**Extract provided**:
· · · · ·

I have plenty of tissues with me. There is an instantaneous unimpeded channel from deep down, and out through my eyes for the flow and they less frequently get trapped in my gut or my throat since she died.

The wave passes through me, and I just tap the tissue supply in my pocket to make sure it is still there and let the tears fall and just wipe with my hand. Save the tissues for when my nose starts dripping.

I love walking. The breathing, inhale for two steps and exhale for two steps, the repetition, like a meditation and sometimes it keeps me from thinking too much. I notice I am walking uphill now, as if I were earning my way to get HERE.

I feel the blister on my left heel. I am approaching the new buildings. There is a long bench, and I sit down and dress my blister with ointment and a band-aid. Much better.

I look at the new buildings, take in the architecture and the reflections of the surroundings and the sky in the surface of the building. It makes me pause at the top of my breath till my brain says…”breathe”.

I talk to someone sitting near me, he is from Oregon, and we briefly talk about assisted death. Light talk. And, then I approach the north tower site first.

I want silence, I want solemn in the crowd, I want respect for the dead, but I find a mixture. Children running around, behaving and misbehaving, some parents attentive and some taking an oblivion break.

I see some with tears, and to one middle aged woman I offer some tissues in a silent but deeply felt understanding gesture and she accepts without words other than a subtle shake of her head, and my eyes well up.

I decide I can have my solemnity within and can cast my own mood around myself no matter what any one else was doing. I suddenly want to touch every single panel of metal etched with names. Each name is carved and cut through the panels so that the lights underneath shine through, which is becoming more dramatic as dusk closes in.

· · · · ·

**Given data**:
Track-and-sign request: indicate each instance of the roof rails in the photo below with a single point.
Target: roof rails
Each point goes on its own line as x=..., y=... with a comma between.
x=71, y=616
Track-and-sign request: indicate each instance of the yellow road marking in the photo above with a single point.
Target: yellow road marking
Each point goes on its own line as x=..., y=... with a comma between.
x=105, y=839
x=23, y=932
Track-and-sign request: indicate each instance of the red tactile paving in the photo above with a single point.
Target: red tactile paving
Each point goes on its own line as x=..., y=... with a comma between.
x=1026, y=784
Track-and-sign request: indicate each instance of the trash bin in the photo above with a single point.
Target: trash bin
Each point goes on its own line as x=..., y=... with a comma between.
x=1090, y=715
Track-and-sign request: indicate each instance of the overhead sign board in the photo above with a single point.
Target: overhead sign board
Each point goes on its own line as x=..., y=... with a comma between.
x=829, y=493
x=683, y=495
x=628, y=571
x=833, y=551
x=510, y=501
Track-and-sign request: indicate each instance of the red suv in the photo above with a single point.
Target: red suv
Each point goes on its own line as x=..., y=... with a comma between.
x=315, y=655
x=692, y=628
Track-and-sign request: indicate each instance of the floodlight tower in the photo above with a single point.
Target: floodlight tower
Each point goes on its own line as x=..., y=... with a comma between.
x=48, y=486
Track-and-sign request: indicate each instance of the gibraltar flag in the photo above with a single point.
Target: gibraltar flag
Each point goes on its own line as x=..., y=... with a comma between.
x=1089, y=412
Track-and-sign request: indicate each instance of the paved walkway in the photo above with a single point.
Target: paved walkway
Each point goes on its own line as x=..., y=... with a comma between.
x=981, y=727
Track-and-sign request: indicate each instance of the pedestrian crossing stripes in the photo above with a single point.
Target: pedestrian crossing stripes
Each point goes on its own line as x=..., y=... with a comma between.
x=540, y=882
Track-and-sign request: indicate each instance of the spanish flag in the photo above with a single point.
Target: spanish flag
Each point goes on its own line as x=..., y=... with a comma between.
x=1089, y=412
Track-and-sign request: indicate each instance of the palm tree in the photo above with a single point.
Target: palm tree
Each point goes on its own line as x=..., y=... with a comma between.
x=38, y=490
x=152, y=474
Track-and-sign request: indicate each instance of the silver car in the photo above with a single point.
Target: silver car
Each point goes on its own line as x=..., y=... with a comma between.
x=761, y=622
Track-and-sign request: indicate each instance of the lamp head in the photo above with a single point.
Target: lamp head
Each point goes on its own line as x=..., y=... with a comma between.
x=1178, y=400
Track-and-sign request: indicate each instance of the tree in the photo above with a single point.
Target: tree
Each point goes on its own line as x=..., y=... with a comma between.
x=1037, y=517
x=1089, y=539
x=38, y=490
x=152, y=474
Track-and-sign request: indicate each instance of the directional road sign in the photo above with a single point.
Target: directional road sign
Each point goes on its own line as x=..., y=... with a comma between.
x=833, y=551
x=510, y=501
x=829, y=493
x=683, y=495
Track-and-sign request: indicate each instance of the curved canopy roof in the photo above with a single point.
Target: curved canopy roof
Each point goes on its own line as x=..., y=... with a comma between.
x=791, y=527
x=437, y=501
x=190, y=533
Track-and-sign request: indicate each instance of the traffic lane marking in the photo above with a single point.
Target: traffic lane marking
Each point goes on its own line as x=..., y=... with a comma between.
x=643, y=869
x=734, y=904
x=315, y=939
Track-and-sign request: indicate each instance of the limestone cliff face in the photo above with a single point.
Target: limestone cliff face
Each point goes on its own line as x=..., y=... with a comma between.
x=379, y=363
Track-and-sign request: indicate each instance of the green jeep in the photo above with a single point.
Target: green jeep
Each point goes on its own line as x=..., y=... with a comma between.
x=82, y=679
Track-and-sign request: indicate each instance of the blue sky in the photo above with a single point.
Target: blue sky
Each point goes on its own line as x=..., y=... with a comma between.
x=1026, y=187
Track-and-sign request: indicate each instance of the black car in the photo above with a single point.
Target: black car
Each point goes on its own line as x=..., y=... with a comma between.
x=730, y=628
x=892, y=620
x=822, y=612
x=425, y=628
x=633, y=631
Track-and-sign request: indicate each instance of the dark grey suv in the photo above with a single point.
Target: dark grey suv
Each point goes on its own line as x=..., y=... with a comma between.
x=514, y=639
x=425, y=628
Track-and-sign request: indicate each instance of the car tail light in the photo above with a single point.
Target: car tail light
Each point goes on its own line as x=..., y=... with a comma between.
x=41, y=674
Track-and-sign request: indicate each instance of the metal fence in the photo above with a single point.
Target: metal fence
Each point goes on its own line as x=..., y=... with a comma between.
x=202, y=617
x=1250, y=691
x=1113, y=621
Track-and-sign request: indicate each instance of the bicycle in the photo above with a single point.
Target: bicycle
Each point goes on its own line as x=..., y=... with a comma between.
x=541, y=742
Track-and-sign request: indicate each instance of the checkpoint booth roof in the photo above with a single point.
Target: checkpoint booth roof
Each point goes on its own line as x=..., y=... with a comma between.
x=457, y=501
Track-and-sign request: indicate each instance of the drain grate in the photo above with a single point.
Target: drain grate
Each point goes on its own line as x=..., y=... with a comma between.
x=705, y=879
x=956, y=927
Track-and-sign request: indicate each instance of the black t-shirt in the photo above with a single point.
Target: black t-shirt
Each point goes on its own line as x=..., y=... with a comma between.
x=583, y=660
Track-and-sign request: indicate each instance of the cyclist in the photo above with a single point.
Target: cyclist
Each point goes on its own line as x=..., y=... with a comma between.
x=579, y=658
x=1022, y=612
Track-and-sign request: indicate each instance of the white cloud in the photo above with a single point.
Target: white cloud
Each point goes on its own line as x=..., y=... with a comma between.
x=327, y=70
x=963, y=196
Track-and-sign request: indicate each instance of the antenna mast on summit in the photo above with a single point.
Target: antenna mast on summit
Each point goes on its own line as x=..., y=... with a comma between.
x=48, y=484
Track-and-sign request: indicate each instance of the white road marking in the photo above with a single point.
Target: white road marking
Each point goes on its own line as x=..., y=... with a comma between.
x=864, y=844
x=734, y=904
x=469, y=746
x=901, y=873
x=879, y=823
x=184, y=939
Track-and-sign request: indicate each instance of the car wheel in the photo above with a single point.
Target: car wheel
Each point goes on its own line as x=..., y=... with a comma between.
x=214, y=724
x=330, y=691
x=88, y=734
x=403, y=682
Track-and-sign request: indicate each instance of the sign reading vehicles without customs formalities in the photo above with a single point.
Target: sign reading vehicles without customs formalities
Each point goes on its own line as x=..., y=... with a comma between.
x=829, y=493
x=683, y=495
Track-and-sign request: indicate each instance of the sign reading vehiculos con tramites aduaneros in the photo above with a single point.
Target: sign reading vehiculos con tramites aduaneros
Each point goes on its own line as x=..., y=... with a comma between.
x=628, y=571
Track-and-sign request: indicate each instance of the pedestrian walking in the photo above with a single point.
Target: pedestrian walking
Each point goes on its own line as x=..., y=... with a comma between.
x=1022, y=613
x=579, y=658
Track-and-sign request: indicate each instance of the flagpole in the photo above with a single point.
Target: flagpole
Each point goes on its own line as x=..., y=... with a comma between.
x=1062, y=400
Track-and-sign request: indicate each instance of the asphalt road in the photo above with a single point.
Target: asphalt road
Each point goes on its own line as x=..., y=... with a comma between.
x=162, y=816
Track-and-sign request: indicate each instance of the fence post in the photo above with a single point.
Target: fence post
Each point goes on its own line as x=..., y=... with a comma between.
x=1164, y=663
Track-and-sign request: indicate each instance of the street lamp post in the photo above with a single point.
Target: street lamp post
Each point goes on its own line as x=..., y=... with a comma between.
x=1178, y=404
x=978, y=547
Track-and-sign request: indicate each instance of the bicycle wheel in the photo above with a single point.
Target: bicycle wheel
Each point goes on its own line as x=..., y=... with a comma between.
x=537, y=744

· · · · ·

**Activity list**:
• A. Using the memorial walk passage, answer each question briefly:
(i) Where is the man the narrator talks with on the bench area from?
(ii) What does the narrator use to dress the blister?
(iii) Which site does the narrator approach first?
• B. List every thing the narrator says they want in the memorial walk passage.
• C. Write the next part of the memorial walk passage, picking up after its final sentence.

**Task-by-task results**:
• A.
(i) Oregon
(ii) Ointment and a band-aid
(iii) The north tower site

• B.
- Silence
- Solemn in the crowd
- Respect for the dead
- To touch every single panel of metal etched with names

• C.
I bath my hand in the water running under the panels, and anoint each panel of names as I walk around, avoiding and honoring all the flowers and notes that had been placed in the etched names. Dip and touch, dip and touch, again and again, all around the north tower memorial, and all around the south tower memorial, each about an acre in its footprint. The water is cool and feels liquid and alive, and…holy…and…sacred.

I look at the deep hole in front of me, and the water cascading down the sides and then down the sloped flat section and then down again into the square hole, down, down, down, as if I am being pulled down from where I am standing, to the center of the hole, where so many had fallen and perished in the rubble, in the ruins, in a deep hole never to emerge.

But, their spirit did emerge. It is in the buildings around me, it is in the hearts of those who are here now and those who will come, it is in the names carved in metal so we remember and never forget. Ever. It's in the swamp white oaks (about 400 of them) gathered around this site, and the Callery pear (Pyrus calleryana) known as the survivor tree, which though badly damaged, was still alive after the attacks.

I touch all the names not just for myself, but for all those not able to come here because they are too ill, too far away, too full of cancer, too old and infirm, too young to understand, and for those who have died and could not make it here, for Emilee, especially for Emilee, because we had a special shared experience that day. A day like no other. She is here with me.

When I am done and just standing there, I notice this young woman with the most unusually large and incredibly blue eyes I think I had ever seen, and being in the unfiltered mode I say, “Wow, I absolutely love your eyes”, and she thanks me and we start talking.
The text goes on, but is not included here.